Return every line of the listing below that contains the word "hillside", treating uppercase and lowercase letters as different.

Coordinate labeling data:
□ □ □ □

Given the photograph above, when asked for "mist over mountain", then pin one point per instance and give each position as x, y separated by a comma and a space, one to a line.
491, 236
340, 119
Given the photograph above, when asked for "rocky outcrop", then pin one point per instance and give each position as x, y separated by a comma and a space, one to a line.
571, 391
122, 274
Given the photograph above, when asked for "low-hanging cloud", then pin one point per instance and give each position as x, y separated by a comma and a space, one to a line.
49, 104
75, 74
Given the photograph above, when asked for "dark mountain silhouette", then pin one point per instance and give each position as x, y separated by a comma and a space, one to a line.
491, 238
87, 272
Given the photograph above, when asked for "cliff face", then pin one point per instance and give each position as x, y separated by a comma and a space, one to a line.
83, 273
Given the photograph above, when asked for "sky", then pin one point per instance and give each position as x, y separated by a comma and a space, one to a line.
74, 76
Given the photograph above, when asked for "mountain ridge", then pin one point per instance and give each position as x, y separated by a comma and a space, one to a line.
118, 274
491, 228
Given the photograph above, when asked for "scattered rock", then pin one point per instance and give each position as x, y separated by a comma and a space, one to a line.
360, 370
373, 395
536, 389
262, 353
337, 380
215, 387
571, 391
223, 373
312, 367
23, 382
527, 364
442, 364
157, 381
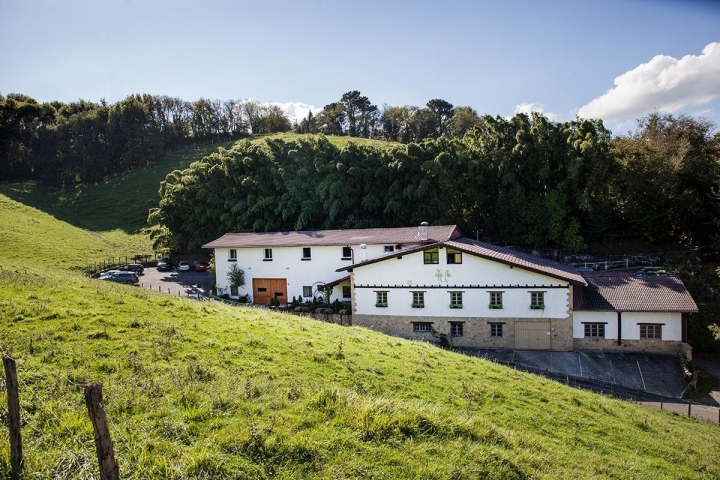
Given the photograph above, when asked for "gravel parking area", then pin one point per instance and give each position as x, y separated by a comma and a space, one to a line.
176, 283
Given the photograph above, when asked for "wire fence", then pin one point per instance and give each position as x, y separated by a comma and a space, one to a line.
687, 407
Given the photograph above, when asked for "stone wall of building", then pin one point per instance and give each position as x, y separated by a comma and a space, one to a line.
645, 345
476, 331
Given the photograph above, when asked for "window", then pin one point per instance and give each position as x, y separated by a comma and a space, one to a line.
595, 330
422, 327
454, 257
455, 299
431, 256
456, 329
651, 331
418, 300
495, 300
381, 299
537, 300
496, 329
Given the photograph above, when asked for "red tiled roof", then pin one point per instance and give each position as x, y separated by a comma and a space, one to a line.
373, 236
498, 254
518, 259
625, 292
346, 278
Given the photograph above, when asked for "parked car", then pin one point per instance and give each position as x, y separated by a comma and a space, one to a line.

□ □ □ □

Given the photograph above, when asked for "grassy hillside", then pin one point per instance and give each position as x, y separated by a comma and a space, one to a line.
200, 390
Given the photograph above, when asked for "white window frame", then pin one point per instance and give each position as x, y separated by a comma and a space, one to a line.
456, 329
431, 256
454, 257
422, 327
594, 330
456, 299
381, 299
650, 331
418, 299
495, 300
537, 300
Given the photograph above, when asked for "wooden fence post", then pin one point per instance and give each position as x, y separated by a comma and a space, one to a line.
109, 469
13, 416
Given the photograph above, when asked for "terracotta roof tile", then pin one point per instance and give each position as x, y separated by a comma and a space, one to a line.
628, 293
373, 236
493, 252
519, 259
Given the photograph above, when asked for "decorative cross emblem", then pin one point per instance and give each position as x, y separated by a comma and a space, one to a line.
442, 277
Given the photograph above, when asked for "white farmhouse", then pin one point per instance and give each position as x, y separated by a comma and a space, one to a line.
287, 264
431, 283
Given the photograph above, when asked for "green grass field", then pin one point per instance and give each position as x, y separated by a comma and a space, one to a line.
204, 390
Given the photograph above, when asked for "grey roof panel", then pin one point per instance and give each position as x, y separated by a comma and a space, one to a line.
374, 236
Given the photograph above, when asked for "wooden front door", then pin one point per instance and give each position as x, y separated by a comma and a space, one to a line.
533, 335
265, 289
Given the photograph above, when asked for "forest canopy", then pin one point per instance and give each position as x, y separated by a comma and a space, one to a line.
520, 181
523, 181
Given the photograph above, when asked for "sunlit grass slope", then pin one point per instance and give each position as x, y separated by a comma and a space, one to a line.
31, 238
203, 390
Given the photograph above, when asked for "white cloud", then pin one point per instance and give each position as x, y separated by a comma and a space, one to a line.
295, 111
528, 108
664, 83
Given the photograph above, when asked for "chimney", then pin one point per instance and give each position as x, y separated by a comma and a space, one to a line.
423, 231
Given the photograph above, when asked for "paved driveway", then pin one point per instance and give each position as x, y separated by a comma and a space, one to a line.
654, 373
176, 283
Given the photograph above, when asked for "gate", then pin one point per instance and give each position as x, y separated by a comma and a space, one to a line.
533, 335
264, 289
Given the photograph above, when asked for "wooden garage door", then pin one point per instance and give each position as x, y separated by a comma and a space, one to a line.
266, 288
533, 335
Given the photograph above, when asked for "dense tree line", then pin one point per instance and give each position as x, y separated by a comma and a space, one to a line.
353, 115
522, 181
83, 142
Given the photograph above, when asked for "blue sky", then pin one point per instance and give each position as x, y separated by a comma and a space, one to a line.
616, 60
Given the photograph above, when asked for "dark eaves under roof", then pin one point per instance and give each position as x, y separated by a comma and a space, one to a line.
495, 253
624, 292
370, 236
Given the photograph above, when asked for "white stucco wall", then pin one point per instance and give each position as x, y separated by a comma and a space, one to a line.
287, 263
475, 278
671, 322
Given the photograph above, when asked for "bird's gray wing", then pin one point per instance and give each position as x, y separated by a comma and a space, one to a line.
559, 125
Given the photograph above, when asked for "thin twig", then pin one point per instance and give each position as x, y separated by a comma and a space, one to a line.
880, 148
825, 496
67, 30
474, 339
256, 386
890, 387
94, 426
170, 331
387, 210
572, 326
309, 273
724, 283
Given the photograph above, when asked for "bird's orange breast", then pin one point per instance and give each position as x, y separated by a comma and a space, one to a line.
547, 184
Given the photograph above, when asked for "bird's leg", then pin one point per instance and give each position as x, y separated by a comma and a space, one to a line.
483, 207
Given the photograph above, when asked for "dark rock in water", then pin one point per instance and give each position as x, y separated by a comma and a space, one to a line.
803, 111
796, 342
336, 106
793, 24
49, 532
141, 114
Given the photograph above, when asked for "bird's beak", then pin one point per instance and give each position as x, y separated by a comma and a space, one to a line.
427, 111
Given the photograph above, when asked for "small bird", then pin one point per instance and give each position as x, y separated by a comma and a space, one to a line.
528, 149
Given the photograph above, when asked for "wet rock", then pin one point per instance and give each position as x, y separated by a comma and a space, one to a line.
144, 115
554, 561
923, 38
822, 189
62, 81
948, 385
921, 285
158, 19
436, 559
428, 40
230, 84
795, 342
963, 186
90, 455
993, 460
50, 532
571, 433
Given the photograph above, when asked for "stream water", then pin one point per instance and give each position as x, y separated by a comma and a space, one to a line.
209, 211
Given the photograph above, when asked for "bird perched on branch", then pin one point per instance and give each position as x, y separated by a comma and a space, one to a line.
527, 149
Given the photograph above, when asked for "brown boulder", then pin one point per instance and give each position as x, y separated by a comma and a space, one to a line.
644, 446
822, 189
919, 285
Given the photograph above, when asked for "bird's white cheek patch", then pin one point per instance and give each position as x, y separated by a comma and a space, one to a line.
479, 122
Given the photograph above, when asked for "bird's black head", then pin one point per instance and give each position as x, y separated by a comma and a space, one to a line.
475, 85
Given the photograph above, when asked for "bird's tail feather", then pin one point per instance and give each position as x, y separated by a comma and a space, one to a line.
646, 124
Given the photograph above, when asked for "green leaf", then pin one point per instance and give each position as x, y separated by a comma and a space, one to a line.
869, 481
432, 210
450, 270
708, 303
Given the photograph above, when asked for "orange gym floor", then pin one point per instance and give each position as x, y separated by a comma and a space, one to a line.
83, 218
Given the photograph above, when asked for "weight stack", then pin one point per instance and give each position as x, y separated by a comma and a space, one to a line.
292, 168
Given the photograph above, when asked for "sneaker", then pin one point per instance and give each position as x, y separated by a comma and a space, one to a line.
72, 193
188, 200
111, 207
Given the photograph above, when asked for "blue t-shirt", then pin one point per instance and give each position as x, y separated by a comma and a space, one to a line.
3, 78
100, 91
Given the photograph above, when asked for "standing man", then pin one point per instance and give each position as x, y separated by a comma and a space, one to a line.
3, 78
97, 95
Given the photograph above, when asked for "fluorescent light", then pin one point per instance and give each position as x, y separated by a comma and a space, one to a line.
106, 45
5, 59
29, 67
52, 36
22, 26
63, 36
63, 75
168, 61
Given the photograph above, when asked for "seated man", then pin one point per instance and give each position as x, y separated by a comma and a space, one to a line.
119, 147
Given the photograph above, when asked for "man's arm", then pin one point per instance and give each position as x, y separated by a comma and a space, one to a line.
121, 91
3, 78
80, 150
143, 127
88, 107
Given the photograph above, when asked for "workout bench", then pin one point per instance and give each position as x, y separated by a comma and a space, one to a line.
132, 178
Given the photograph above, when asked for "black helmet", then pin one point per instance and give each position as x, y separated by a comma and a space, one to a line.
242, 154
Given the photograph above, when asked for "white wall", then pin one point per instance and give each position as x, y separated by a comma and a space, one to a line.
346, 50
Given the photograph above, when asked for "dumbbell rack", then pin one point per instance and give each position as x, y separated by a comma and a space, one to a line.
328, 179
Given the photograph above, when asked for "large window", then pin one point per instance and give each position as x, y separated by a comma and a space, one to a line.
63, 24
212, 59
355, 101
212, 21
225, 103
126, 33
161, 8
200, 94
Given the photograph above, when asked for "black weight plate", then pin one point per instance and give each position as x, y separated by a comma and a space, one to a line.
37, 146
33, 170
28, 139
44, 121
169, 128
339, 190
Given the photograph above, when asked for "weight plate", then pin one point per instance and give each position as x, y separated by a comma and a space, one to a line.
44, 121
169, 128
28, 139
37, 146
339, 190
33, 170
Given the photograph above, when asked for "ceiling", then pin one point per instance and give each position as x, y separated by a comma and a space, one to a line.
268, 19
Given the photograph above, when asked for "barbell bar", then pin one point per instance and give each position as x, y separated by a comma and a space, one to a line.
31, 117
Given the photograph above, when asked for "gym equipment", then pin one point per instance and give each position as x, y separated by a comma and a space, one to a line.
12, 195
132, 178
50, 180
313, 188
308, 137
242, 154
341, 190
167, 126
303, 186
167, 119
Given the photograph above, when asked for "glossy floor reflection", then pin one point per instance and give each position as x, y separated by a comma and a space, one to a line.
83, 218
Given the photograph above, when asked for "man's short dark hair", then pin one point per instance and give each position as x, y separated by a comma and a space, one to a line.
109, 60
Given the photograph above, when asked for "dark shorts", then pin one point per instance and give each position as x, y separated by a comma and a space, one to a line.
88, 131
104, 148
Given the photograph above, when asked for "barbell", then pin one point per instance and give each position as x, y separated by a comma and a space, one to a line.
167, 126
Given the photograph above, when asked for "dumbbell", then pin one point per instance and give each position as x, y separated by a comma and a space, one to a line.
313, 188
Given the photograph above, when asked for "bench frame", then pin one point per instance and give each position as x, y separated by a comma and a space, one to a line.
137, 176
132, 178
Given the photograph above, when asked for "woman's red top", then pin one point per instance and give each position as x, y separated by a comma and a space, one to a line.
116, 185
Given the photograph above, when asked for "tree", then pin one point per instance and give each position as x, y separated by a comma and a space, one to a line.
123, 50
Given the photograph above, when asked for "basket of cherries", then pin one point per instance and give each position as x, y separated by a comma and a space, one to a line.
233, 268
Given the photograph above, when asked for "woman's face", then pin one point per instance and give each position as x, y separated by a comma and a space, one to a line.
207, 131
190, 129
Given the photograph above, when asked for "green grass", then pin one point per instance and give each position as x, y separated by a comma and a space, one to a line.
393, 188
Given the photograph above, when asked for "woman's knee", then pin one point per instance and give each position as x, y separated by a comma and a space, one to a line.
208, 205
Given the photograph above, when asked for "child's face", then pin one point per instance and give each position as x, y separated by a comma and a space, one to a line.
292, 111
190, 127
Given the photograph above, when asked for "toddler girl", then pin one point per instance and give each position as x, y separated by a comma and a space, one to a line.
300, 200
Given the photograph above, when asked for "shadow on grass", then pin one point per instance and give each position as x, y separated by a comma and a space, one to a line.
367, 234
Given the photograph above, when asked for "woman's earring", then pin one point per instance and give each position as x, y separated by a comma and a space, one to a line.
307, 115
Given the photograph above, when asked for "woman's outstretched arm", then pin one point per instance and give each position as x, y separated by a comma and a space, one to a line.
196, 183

□ □ □ □

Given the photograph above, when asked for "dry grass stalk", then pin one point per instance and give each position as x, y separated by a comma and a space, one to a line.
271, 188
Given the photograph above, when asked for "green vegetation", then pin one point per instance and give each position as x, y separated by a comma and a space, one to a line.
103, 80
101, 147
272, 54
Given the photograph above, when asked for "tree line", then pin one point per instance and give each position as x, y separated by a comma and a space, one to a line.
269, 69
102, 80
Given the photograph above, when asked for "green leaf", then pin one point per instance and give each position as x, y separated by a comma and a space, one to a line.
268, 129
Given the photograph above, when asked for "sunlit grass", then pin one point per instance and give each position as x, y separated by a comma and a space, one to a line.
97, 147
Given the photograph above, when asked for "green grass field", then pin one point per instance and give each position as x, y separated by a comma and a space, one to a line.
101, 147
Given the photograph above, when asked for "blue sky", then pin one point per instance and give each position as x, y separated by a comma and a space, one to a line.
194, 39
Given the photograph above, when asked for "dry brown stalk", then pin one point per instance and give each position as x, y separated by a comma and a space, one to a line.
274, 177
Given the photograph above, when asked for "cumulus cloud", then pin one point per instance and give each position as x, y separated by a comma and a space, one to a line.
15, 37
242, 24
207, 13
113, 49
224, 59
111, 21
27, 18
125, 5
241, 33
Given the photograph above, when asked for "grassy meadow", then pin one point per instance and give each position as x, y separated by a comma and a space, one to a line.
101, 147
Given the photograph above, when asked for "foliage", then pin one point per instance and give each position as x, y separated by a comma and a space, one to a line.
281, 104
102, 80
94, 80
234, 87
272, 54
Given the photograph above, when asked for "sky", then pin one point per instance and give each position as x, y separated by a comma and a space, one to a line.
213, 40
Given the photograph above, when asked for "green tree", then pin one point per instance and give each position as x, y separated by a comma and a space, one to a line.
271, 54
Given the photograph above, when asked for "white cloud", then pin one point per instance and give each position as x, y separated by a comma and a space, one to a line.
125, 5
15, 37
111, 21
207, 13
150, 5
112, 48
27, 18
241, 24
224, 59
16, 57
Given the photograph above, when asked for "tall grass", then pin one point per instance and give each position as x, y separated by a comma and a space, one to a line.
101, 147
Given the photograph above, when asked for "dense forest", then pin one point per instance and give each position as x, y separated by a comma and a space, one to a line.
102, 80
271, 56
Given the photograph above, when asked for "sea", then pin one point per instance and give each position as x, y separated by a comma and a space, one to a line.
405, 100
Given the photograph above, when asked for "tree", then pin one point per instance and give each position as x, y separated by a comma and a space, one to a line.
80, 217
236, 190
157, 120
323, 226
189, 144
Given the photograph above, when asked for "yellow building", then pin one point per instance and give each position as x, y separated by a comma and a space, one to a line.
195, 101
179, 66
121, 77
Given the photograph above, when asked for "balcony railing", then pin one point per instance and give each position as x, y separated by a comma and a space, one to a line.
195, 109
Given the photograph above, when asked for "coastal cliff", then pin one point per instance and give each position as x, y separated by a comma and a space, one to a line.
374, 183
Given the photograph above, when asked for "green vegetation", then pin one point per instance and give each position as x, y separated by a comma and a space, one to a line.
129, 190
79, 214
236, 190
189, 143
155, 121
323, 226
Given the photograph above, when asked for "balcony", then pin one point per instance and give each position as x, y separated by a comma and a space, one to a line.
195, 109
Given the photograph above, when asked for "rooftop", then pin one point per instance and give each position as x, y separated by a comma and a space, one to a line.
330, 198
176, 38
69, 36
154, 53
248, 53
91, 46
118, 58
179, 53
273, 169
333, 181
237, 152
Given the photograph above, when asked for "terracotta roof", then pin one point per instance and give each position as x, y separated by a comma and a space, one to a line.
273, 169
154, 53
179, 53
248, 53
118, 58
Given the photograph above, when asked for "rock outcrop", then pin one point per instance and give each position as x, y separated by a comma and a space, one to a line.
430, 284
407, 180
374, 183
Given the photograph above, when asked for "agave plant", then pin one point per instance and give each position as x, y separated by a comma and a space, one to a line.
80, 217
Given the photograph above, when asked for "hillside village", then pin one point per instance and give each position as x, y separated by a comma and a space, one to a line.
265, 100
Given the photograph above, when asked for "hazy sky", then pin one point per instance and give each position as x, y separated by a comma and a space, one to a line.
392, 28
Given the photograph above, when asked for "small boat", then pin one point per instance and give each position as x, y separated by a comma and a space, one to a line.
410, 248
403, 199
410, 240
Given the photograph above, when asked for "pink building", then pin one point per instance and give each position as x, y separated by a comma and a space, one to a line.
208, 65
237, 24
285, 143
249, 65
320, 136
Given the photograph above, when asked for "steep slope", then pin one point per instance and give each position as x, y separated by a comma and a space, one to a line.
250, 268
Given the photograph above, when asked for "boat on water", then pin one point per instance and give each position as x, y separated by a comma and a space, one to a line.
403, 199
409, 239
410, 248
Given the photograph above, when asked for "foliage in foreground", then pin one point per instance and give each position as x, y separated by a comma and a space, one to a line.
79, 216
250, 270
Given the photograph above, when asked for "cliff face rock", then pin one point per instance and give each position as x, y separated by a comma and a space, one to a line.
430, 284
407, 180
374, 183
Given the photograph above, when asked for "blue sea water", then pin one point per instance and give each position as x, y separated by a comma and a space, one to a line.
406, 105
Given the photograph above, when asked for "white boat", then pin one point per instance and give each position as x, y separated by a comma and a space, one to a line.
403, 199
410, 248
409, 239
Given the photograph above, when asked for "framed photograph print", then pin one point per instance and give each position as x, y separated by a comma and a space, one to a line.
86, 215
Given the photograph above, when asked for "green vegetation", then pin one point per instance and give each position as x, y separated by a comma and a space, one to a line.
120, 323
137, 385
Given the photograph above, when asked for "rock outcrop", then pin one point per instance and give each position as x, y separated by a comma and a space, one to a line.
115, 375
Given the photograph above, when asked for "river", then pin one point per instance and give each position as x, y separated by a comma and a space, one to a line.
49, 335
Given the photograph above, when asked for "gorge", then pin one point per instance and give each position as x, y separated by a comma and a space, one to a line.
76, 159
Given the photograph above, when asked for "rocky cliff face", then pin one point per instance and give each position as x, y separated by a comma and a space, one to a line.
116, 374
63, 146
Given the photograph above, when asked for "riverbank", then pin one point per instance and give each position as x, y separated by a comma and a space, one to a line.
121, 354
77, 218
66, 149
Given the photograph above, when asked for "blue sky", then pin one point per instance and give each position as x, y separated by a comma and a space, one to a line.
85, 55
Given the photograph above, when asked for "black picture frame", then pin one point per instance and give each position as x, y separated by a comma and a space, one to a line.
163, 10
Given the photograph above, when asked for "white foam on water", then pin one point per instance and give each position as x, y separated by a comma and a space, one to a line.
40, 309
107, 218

□ □ □ □

Reply to the task:
Given the photograph above, when asked for "grassy hillside", then pin one point per instance and give each position as x, y separated by a comma and a space, one to a line.
Given the photograph above, when asked for "hillside village", then pin one point per instance and give each position as x, y separated by a comma and a space, one to a line.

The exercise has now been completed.